[Begin Record extracts]

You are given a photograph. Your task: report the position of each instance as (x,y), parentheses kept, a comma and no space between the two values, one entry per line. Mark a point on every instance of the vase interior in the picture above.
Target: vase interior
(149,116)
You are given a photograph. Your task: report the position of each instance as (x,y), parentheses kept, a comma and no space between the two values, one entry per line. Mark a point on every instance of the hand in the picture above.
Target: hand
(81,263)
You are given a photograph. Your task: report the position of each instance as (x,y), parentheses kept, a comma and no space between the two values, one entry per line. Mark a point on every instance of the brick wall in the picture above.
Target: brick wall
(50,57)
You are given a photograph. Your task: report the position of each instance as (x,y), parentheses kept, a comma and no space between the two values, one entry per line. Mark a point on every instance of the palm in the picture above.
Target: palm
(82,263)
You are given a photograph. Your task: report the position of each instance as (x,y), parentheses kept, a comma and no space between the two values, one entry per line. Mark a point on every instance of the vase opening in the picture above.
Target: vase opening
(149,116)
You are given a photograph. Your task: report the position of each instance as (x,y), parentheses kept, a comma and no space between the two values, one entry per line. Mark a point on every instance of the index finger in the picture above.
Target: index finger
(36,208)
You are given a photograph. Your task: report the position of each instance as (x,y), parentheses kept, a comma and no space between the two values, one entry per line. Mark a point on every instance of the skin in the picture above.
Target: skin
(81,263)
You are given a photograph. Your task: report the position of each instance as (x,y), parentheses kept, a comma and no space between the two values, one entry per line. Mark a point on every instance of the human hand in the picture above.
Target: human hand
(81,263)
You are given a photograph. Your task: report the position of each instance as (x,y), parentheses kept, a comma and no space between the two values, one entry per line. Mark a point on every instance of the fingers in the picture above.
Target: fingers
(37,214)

[End Record extracts]

Generate an exact reproduction of all entries.

Reply >>
You are given a photograph. Your task: report the position of each instance as (x,y), parentheses kept, a comma and no space between the two values, one entry per line. Mark a point on every instance of the vase interior in the picture above.
Target: vase interior
(149,116)
You are given a photograph. Your task: report the position of each instance as (x,y), parentheses kept, a comma and no space between the two values, one entry per line. Mark a point on every instance of the hand in the picture above.
Target: hand
(81,263)
You are given a photograph. Your task: report the position of each instance as (x,y), parentheses kept, a comma and no space between the two values, one entry per line. Mark a point on every instance of the brick wall in the picture above.
Target: brick wall
(50,57)
You are given a photograph. Your task: report the position of each instance as (x,y), parentheses kept, a comma and no space between the two values, one entry per line. Mark a point on every instance of the palm in the picture above.
Target: palm
(82,263)
You are given a photograph. Your task: report the position of each instance as (x,y), parentheses kept, a comma and no space between the two values, one entry per line. Mark a point on every instance of the vase opening in the picture above.
Target: vase opening
(149,116)
You are given a photograph. Your task: report the position of each instance as (x,y), parentheses kept, a comma and no space between the two values, one entry per line. Mark a point on every instance of the index finger in the picture above.
Target: index finger
(36,208)
You are given a photograph. Your task: report the position of each instance as (x,y), parentheses kept, a comma and no space between the two values, one entry per line. Mark a point on every instance of the skin in the picture above.
Target: skin
(81,263)
You are given a photograph. Your task: report the position of each instance as (x,y), parentheses kept, a comma and no space between the two values, one entry per line. Mark a point on every instance of the human hand in the picture above.
Target: human hand
(81,263)
You are given a photograph. Your task: report the position of each instance as (x,y), parentheses kept, a comma and no space between the two values, one entry per line. Mark a point on every instance of the fingers in the picture above.
Target: fingers
(37,214)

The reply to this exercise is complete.